◆ WHAT YOU HAVE TO DO: Your answer should consist of all lines in the listing that hold the word "each".

^^^^^^^^

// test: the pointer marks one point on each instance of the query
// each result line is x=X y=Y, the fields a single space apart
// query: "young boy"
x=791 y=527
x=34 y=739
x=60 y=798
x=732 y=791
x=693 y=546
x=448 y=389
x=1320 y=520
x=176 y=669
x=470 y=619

^^^^^^^^

◆ OUTPUT BELOW:
// test: the pointer marks one point on each instance of the query
// each result line is x=X y=Y, the fields a single space apart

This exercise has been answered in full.